Exercise requirements.
How many lines of the listing below contain the word "lighthouse"? Reply with the count alone.
════════════════════
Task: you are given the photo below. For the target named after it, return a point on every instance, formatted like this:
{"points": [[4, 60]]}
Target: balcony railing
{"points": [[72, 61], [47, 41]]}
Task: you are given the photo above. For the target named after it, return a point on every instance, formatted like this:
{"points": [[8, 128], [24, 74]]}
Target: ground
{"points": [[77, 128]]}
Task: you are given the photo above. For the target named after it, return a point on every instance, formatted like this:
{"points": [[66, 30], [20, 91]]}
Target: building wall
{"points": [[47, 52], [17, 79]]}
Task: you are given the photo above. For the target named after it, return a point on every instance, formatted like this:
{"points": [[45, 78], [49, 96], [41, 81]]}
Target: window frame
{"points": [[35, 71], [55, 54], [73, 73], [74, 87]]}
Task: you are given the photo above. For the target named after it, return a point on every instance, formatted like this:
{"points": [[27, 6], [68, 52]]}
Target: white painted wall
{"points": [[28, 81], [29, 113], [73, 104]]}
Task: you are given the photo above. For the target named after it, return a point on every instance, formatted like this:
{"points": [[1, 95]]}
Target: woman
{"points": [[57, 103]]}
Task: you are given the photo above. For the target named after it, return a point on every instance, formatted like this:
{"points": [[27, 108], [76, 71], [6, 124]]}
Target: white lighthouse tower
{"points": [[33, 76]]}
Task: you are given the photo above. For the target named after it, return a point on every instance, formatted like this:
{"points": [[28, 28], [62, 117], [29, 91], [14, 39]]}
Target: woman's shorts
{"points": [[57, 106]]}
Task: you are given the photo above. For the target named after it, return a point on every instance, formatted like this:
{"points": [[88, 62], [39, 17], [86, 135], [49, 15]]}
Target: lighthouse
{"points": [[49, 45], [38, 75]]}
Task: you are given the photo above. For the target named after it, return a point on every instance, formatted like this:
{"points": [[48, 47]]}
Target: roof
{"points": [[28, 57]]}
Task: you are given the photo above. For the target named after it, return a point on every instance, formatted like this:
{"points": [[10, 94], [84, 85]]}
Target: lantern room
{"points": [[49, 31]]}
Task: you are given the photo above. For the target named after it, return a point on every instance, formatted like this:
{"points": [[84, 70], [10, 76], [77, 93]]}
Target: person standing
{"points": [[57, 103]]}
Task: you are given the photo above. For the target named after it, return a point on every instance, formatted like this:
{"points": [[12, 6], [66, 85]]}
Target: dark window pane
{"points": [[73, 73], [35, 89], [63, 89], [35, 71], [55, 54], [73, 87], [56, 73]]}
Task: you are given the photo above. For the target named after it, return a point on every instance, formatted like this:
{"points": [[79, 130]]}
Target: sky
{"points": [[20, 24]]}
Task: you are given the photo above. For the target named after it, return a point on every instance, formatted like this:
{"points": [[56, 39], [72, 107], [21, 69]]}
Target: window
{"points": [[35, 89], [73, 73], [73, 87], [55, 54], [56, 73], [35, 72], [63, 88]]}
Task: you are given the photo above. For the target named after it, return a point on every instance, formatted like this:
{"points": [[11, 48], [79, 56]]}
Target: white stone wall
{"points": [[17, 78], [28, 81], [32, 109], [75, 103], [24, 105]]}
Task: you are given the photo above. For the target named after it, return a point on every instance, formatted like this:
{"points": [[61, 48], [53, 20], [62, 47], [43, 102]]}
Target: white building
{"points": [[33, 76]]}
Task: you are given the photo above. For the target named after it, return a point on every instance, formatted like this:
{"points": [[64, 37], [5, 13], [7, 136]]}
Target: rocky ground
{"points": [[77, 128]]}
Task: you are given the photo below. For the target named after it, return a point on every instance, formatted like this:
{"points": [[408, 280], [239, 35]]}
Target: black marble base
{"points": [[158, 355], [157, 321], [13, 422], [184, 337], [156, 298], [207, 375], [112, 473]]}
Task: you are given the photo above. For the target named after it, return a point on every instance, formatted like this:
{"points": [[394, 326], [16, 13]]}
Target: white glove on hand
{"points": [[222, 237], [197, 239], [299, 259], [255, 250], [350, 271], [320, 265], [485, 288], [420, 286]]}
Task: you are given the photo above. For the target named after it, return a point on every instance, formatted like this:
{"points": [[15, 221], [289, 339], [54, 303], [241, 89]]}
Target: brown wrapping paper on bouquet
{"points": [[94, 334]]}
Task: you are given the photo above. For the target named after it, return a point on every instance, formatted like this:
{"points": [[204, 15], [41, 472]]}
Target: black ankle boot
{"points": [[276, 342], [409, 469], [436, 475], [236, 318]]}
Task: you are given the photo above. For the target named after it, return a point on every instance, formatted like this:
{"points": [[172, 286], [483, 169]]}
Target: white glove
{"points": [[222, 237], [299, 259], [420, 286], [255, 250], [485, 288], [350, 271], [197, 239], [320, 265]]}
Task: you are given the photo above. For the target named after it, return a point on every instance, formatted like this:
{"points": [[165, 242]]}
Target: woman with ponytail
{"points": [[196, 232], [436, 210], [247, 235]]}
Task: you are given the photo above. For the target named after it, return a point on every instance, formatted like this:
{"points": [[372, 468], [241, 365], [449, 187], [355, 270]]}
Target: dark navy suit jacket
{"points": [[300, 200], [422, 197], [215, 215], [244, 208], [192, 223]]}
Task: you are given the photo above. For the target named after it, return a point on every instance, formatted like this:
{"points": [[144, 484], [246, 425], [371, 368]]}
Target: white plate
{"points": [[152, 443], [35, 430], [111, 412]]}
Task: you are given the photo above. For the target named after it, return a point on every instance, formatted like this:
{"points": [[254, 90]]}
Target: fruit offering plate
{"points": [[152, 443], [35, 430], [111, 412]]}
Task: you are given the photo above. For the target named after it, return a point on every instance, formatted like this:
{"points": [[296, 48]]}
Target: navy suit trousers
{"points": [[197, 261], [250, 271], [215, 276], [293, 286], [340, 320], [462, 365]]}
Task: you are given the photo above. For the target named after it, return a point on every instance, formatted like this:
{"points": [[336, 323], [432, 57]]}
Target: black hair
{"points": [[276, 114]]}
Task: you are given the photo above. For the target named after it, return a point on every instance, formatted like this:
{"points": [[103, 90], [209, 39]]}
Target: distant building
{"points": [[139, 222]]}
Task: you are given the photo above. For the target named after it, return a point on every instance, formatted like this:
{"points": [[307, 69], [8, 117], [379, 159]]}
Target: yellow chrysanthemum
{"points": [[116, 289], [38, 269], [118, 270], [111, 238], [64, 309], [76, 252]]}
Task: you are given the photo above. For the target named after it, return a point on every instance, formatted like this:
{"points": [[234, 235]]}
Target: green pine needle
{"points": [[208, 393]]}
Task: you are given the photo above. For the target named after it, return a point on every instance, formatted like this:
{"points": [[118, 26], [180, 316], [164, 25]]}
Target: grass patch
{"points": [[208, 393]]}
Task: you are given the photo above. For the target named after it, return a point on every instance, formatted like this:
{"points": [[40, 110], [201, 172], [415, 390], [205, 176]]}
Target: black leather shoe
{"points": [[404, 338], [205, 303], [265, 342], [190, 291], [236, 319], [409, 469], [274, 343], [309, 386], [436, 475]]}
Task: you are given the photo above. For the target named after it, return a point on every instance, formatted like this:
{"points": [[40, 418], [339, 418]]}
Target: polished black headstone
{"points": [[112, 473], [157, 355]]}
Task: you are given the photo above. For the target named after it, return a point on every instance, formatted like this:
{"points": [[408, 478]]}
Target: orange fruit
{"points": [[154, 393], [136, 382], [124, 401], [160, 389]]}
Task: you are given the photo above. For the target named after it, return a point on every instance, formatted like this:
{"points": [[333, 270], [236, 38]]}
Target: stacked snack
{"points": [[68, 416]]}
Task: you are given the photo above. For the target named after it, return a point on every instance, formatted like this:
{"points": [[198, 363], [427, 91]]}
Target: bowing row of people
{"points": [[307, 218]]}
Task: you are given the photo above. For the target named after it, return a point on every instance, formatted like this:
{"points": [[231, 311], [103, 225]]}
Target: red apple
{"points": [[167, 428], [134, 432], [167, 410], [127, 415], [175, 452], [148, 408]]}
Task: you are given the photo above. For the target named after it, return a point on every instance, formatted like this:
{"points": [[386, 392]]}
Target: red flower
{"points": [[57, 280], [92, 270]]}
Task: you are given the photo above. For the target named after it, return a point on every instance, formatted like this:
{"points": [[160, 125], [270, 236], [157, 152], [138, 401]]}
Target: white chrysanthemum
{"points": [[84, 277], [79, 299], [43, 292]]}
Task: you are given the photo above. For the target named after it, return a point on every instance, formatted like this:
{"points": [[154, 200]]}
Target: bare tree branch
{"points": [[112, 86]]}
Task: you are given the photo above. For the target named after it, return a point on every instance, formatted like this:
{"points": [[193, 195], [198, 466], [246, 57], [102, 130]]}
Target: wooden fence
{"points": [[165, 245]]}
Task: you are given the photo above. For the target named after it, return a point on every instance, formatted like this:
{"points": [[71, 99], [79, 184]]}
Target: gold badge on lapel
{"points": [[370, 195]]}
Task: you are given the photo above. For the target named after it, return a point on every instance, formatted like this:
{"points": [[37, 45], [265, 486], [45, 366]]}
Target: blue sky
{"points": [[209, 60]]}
════════════════════
Output.
2